### Document segment
# tank setup for Haplopelma schmidtii



## StOrM^ (Feb 28, 2005)

hi guys... is this set up of my tank good enough for the Haplopelma schmidtii (Chinese gold earth tiger)?? care to give some pointers .. BTW i inserted a cut tube of a bottle at the edge as a opening for my baby to induce his tunnel there. and it will keep him there. is it ok? 

looking forward to ur comments.. thanks.. i live in a tropical country.. so not worried about the humity.


----------



## Rob1985 (Feb 28, 2005)

What kinda substrate is that under the top layer? Personally it looks good is that 5 gallon tank or a 10 and how big is ur T? The only problem I see with your setup is a premade burrow. Burrowers with usually take care of themselves. Now you can encourage them to burrow buy putting a small piece of PVC pipe into the substrate. Homeade burrows are more likely to collapse causing some problesm especially under 5 or inches of substrate. . Go here   http://www.arachnopets.com/tarantulas/tcs.htm


----------



## StOrM^ (Feb 28, 2005)

i not sure about the gallon. the lenght of the tank is 30cm , the breath 20cm , hight is 22cm (exclude the cover ). the bottom black layer is potting soil or eco soil. the upper layer is mix soil ( mixture of coco peat , coconut husk, burned soil and volcano sand ). my T is coming tomorow. about 4.5"LG.


----------



## Rob1985 (Feb 28, 2005)

Yeah it looks simlar to mine. I would redo the burrow. I would to have telling us she died or hurt herself . Good luck with her man!!! and keep us up to date!!!  I have 100% Dry Sphagnum Peat Moss. IN a 3.5 gallon kritter keeper. I just put her in there tonight, so I don't have pics. I will put some up when I get a chance :}


----------



## StOrM^ (Feb 28, 2005)

my H.S will be slightly bigger than my B.smithi here.. so u think its ok??


----------



## Rob1985 (Feb 28, 2005)

I don;t know much about the B.Smithi, but i can say they are burrows and will burrow when given the opportunity. So I would say next subsrtae change put your smithi in a 5 gallon terraium. it seems a little small in ther. Just my opinion. Anyways make sure you have plenty of subsrtae at leats twice the length of the T. I made a mistake with not enough and she was a cranky T for a week or so. I wold definatly do a search dude for your T and see what comes up.
 
-RoB


----------



## StOrM^ (Feb 28, 2005)

BTW the smithi tank is the same size.. while my baby was muching on her crix i was bz taking pix of her juz now... lol.. but that did not ruin her meal.


----------



## Rob1985 (Feb 28, 2005)

I have a female sub-adult E.Pachypus.....soo she is very small and will never get very big(about 4.5" as an adult).Like I said I don't know much about the biger species, buy good luck anyways man.

### To be done
1. Answer these questions about the thread:
(a) What length, breadth, and height does StOrM^ give for the tank?
(b) What substrate does Rob1985 say he has, and in what enclosure?
(c) At minimum, how deep does Rob1985 say the substrate should be?
2. Write out the passage of the thread from "# tank setup" to "there. is it ok?" without any changes.
These items come from a separate source.

[Photo object pointing items]
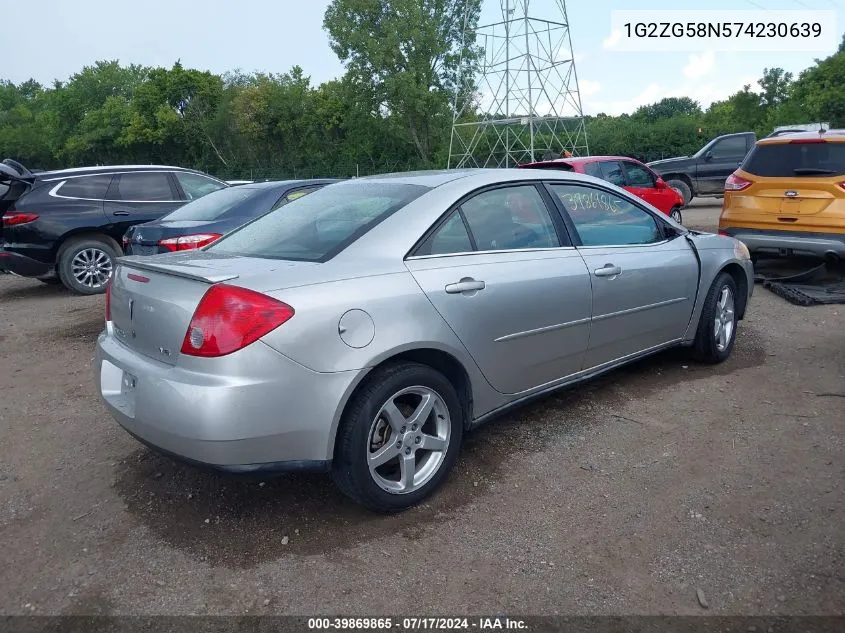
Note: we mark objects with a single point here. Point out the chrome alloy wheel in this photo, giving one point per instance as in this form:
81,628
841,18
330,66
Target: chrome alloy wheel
725,321
408,440
91,267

### Responses to the tasks
1.
(a) 30 cm long, 20 cm in breadth, and 22 cm high, not counting the cover.
(b) 100% dry sphagnum peat moss, in a 3.5-gallon kritter keeper.
(c) At least twice the length of the tarantula.

2.
# tank setup for Haplopelma schmidtii



## StOrM^ (Feb 28, 2005)

hi guys... is this set up of my tank good enough for the Haplopelma schmidtii (Chinese gold earth tiger)?? care to give some pointers .. BTW i inserted a cut tube of a bottle at the edge as a opening for my baby to induce his tunnel there. and it will keep him there. is it ok?